[Point annotation dataset records]
· · · ·

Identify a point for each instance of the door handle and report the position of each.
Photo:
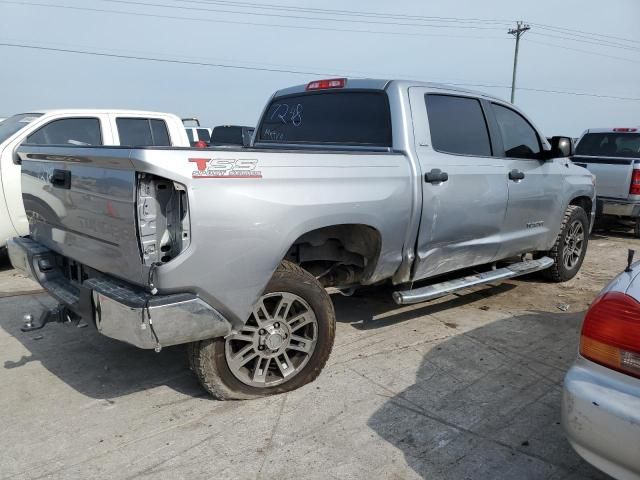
(436, 176)
(61, 179)
(516, 175)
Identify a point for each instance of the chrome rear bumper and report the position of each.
(601, 417)
(119, 310)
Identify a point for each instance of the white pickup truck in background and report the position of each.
(79, 127)
(613, 156)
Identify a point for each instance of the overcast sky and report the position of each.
(232, 32)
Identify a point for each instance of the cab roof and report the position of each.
(382, 84)
(94, 111)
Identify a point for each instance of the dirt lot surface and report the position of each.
(464, 387)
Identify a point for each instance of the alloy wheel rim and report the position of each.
(276, 343)
(573, 245)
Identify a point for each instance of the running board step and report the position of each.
(436, 290)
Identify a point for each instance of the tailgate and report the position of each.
(613, 175)
(83, 206)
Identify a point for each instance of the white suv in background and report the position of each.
(73, 127)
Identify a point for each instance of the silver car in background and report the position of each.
(601, 398)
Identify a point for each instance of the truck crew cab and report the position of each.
(348, 182)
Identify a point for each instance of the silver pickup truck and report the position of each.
(613, 155)
(347, 183)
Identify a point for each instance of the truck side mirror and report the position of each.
(561, 147)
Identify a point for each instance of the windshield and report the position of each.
(12, 124)
(610, 145)
(329, 118)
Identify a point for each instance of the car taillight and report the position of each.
(634, 188)
(326, 84)
(611, 333)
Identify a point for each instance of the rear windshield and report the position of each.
(359, 118)
(610, 145)
(12, 124)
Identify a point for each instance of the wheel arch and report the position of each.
(586, 203)
(339, 254)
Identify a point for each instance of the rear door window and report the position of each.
(518, 136)
(143, 132)
(358, 118)
(11, 125)
(68, 131)
(610, 145)
(458, 125)
(203, 134)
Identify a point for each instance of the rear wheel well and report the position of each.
(585, 203)
(337, 255)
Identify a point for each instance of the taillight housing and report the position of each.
(164, 225)
(327, 84)
(611, 333)
(634, 188)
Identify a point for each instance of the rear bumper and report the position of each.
(119, 310)
(618, 208)
(601, 417)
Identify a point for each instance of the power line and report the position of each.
(296, 17)
(521, 29)
(581, 32)
(277, 70)
(235, 22)
(271, 6)
(594, 42)
(583, 51)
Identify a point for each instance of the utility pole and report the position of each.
(517, 32)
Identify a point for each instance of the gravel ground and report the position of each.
(464, 387)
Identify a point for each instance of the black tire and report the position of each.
(559, 272)
(208, 360)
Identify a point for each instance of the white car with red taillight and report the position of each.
(613, 156)
(75, 127)
(601, 398)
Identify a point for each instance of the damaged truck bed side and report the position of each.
(347, 183)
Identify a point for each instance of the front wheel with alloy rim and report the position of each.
(284, 344)
(570, 246)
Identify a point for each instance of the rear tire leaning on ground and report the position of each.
(570, 247)
(283, 346)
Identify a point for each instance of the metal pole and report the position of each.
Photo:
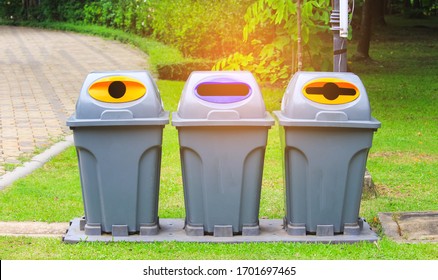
(299, 45)
(339, 43)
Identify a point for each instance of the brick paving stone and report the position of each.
(41, 74)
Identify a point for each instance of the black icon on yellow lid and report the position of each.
(117, 89)
(330, 91)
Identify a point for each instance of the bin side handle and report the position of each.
(223, 115)
(116, 115)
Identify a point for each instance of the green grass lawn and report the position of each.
(402, 86)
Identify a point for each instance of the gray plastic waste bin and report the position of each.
(327, 131)
(222, 125)
(117, 129)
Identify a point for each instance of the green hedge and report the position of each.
(181, 71)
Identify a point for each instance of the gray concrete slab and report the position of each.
(271, 230)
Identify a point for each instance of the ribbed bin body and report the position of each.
(324, 169)
(120, 174)
(222, 126)
(117, 129)
(222, 175)
(325, 141)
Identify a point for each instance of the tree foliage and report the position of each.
(271, 29)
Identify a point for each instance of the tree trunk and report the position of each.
(379, 14)
(363, 46)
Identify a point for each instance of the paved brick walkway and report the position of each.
(41, 73)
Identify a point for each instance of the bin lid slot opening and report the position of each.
(117, 89)
(330, 91)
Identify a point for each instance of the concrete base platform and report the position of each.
(271, 230)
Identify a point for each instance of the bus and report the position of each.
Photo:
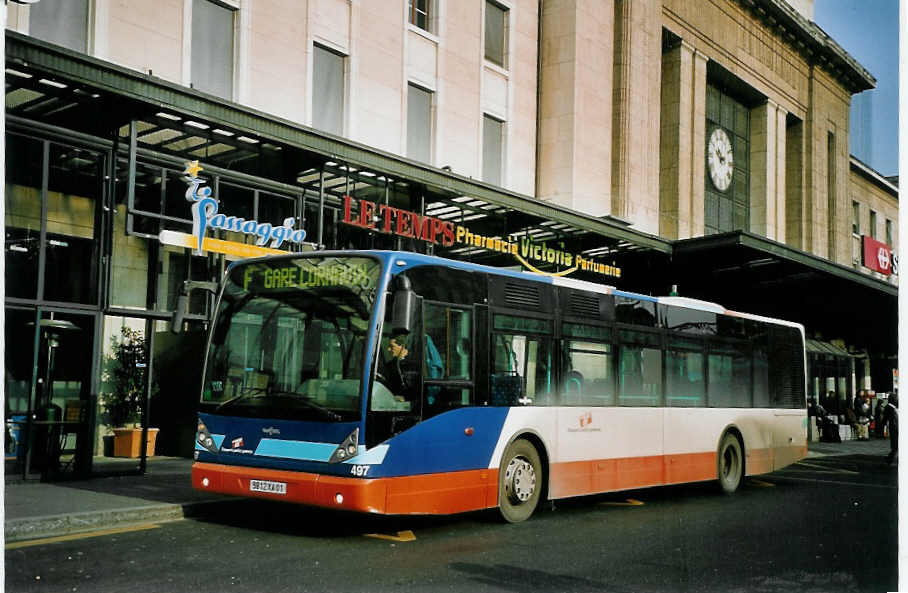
(400, 383)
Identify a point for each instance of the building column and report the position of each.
(682, 138)
(636, 96)
(780, 195)
(575, 105)
(763, 169)
(767, 171)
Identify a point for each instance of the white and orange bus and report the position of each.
(399, 383)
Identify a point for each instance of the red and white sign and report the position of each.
(877, 255)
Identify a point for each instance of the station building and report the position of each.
(653, 145)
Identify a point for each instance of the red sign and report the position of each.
(387, 219)
(877, 256)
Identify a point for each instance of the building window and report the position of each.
(64, 22)
(496, 34)
(420, 13)
(419, 124)
(492, 148)
(727, 205)
(328, 91)
(212, 48)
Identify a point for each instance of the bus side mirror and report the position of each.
(403, 306)
(179, 313)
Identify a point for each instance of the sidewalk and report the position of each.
(37, 510)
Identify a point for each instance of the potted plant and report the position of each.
(126, 376)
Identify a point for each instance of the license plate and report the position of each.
(269, 487)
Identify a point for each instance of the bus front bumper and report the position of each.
(444, 493)
(352, 494)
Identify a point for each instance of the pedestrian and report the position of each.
(878, 418)
(891, 417)
(862, 411)
(851, 419)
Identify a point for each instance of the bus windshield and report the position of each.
(289, 340)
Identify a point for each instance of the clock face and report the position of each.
(720, 159)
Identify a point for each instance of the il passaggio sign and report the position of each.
(205, 216)
(387, 219)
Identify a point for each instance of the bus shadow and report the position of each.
(303, 521)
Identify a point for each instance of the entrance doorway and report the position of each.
(49, 386)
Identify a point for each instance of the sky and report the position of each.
(869, 31)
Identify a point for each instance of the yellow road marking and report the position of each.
(827, 470)
(75, 536)
(631, 502)
(402, 536)
(759, 483)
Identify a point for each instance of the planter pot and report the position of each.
(128, 440)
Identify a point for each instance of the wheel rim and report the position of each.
(730, 463)
(519, 480)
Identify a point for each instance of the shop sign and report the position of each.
(877, 256)
(205, 216)
(387, 219)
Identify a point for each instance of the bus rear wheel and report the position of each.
(520, 480)
(730, 463)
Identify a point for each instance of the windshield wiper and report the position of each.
(245, 393)
(260, 392)
(308, 402)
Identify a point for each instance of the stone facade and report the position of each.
(616, 89)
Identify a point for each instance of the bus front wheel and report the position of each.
(520, 481)
(730, 463)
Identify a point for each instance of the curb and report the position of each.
(56, 525)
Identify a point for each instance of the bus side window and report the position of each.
(522, 372)
(639, 369)
(685, 381)
(448, 347)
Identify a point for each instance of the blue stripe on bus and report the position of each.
(440, 444)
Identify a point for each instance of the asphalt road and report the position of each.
(824, 525)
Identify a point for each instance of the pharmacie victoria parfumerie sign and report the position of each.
(387, 219)
(362, 214)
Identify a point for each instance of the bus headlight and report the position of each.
(203, 438)
(346, 449)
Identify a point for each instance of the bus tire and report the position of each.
(520, 481)
(730, 464)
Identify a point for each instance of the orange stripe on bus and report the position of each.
(455, 492)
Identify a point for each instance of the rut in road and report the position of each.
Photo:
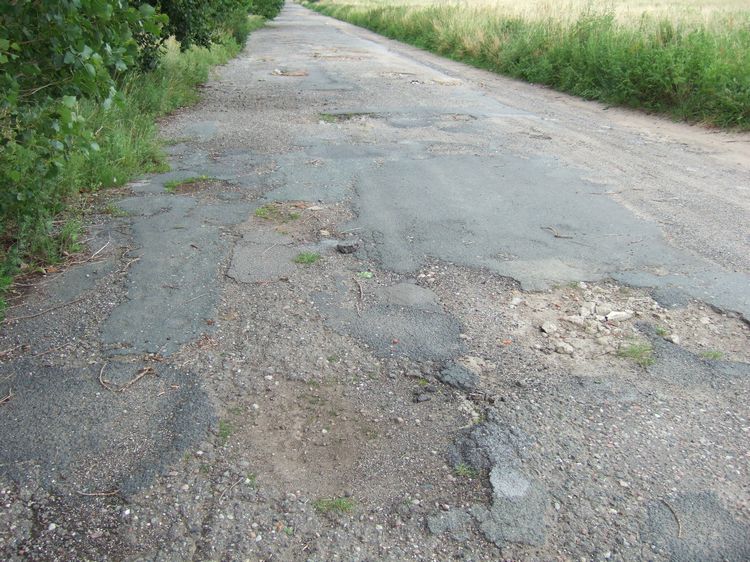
(412, 311)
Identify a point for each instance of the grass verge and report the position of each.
(127, 137)
(692, 69)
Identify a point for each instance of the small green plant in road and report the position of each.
(465, 471)
(173, 185)
(69, 237)
(334, 505)
(276, 212)
(225, 431)
(640, 352)
(114, 211)
(306, 258)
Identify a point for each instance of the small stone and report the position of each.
(347, 247)
(548, 328)
(576, 320)
(603, 309)
(619, 315)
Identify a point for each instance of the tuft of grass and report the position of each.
(465, 471)
(173, 185)
(641, 353)
(691, 66)
(334, 505)
(225, 432)
(114, 211)
(307, 258)
(276, 212)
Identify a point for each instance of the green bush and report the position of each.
(269, 9)
(81, 82)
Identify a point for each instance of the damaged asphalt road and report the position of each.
(538, 349)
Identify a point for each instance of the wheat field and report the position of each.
(689, 59)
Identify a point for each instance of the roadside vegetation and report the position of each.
(689, 59)
(81, 86)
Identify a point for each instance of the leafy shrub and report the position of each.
(269, 9)
(80, 84)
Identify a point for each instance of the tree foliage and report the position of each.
(57, 55)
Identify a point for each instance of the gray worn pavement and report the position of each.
(539, 349)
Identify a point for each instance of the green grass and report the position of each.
(114, 211)
(641, 353)
(275, 212)
(334, 505)
(690, 68)
(306, 258)
(126, 135)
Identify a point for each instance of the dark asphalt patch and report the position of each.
(64, 427)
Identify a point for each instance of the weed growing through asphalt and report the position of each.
(641, 353)
(251, 480)
(465, 471)
(275, 212)
(334, 505)
(225, 431)
(307, 258)
(114, 211)
(172, 186)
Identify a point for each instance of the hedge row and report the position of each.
(63, 62)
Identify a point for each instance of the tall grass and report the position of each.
(693, 64)
(129, 146)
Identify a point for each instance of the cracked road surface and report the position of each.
(413, 310)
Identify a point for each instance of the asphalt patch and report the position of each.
(65, 427)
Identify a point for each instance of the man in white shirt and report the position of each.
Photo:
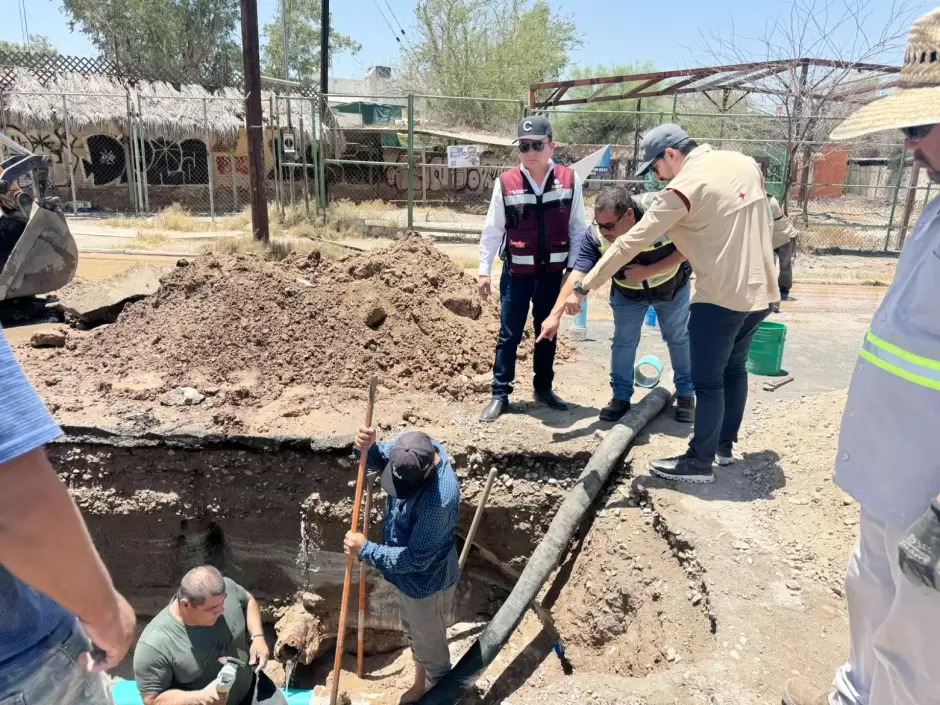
(887, 455)
(536, 223)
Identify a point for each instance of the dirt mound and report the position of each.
(226, 323)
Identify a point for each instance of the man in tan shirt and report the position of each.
(715, 210)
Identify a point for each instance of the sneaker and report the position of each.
(615, 410)
(799, 692)
(685, 409)
(682, 469)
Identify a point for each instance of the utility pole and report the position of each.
(254, 123)
(324, 52)
(284, 34)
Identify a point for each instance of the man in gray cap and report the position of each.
(535, 223)
(417, 555)
(716, 213)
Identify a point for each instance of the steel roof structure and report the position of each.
(756, 77)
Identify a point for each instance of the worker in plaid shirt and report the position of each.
(417, 554)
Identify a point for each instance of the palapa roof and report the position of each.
(93, 103)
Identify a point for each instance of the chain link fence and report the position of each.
(380, 164)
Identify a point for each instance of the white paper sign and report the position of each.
(462, 156)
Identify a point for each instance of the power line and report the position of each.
(395, 18)
(389, 24)
(24, 24)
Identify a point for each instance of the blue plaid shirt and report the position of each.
(417, 554)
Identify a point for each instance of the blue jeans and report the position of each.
(673, 317)
(720, 339)
(55, 677)
(515, 295)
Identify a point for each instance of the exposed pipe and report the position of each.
(548, 554)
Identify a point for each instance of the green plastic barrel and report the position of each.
(765, 356)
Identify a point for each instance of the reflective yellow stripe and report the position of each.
(901, 363)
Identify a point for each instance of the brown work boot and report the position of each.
(798, 692)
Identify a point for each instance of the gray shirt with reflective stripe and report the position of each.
(888, 456)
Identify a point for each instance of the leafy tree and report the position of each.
(303, 23)
(38, 44)
(180, 40)
(486, 48)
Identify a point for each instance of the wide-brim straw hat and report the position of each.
(916, 100)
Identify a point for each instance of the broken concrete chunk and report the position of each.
(183, 396)
(482, 383)
(375, 317)
(463, 306)
(92, 303)
(48, 339)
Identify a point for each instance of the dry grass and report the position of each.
(173, 219)
(278, 249)
(145, 240)
(821, 237)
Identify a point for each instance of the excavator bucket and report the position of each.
(37, 252)
(43, 256)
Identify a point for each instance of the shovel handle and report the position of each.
(360, 481)
(476, 518)
(370, 481)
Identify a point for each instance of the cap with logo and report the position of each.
(408, 463)
(657, 141)
(534, 127)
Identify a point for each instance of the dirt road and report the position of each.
(713, 594)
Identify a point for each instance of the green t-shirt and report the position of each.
(173, 656)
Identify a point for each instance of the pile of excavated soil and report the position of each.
(226, 323)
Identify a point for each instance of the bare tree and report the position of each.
(850, 36)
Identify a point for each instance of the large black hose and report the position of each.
(548, 553)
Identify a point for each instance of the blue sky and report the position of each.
(642, 33)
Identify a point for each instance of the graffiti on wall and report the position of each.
(440, 177)
(166, 162)
(52, 144)
(224, 165)
(101, 159)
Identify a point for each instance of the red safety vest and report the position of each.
(537, 240)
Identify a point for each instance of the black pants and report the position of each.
(720, 340)
(515, 296)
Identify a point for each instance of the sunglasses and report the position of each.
(524, 147)
(607, 227)
(917, 132)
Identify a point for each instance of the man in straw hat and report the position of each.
(887, 457)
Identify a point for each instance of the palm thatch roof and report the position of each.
(91, 103)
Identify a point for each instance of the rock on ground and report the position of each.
(92, 303)
(48, 339)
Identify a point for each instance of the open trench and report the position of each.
(271, 515)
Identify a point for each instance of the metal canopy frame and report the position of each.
(744, 78)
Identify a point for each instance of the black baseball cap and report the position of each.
(534, 127)
(657, 141)
(408, 462)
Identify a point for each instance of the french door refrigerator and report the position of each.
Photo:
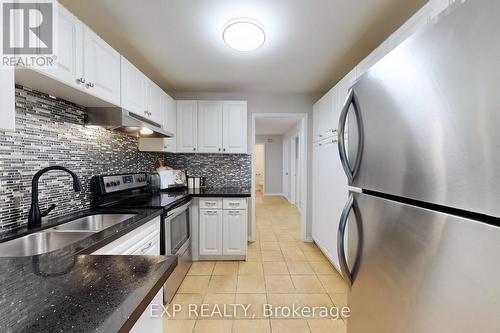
(420, 245)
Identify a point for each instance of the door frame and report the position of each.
(264, 167)
(303, 142)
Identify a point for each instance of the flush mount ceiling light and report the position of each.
(146, 131)
(244, 35)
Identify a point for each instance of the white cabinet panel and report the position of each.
(210, 232)
(210, 127)
(7, 100)
(234, 124)
(101, 67)
(154, 102)
(234, 232)
(187, 126)
(68, 66)
(133, 90)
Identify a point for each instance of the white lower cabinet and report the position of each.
(234, 232)
(210, 232)
(223, 230)
(144, 240)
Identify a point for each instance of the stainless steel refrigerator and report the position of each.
(420, 245)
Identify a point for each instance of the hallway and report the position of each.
(281, 270)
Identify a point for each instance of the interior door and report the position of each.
(420, 270)
(210, 126)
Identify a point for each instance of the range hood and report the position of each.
(119, 119)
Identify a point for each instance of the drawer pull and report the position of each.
(144, 249)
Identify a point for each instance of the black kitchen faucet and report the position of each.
(35, 215)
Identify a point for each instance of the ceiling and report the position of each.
(310, 44)
(274, 125)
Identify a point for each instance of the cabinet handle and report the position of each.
(147, 247)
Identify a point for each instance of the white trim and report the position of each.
(304, 146)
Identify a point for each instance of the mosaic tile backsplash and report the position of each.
(50, 132)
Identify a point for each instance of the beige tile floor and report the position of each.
(280, 270)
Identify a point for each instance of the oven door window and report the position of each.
(179, 231)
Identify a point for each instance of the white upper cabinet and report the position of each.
(234, 125)
(68, 66)
(154, 103)
(187, 126)
(134, 89)
(210, 126)
(101, 68)
(7, 100)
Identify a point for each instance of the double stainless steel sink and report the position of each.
(60, 236)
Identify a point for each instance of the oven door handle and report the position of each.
(175, 212)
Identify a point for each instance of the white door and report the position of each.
(154, 108)
(68, 66)
(133, 88)
(259, 168)
(234, 232)
(210, 232)
(234, 125)
(101, 67)
(7, 99)
(187, 126)
(210, 126)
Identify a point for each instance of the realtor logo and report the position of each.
(28, 30)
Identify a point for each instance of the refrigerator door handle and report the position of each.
(350, 100)
(349, 275)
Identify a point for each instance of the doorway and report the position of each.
(281, 175)
(260, 155)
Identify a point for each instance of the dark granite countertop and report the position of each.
(228, 192)
(70, 290)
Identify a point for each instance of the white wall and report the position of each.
(273, 169)
(269, 103)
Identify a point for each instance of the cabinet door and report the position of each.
(101, 67)
(210, 232)
(234, 232)
(133, 88)
(155, 103)
(7, 99)
(187, 126)
(169, 107)
(234, 127)
(210, 126)
(68, 66)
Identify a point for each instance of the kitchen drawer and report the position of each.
(209, 203)
(234, 203)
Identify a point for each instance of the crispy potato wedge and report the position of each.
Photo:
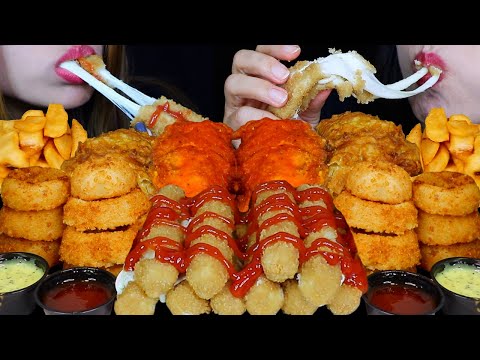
(436, 125)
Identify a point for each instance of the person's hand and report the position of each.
(252, 86)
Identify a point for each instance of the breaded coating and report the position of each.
(133, 301)
(182, 300)
(295, 303)
(35, 188)
(41, 225)
(154, 277)
(318, 281)
(280, 261)
(265, 297)
(448, 230)
(106, 214)
(377, 217)
(434, 253)
(346, 300)
(387, 252)
(224, 303)
(206, 275)
(46, 249)
(103, 177)
(97, 249)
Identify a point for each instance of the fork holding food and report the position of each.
(260, 85)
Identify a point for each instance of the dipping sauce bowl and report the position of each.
(398, 292)
(459, 279)
(20, 273)
(77, 291)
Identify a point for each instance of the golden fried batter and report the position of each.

· · · ·

(PROBLEM REQUIREMENTS):
Starting with the line that contains "Identify a point for each instance of the person's", return each line through the last one of the data above, exactly as written and nothing more.

(EXPECTED ANSWER):
Identify a point for each instance of the person's hand and report the position of each.
(252, 86)
Identify a point for each instance of the breaded coating and report the position of each.
(133, 301)
(182, 300)
(295, 303)
(35, 188)
(41, 225)
(154, 277)
(318, 281)
(280, 261)
(265, 297)
(448, 230)
(106, 214)
(377, 217)
(434, 253)
(346, 300)
(387, 252)
(224, 303)
(206, 275)
(46, 249)
(103, 177)
(97, 249)
Identify a point for each instance of the fork holding food and report the position of each.
(260, 85)
Identify a point for each instance of the dipping sauce bowl and report the position of each.
(398, 292)
(459, 279)
(20, 273)
(77, 291)
Identify a point for each instance of the golden fried batter and report the position of each.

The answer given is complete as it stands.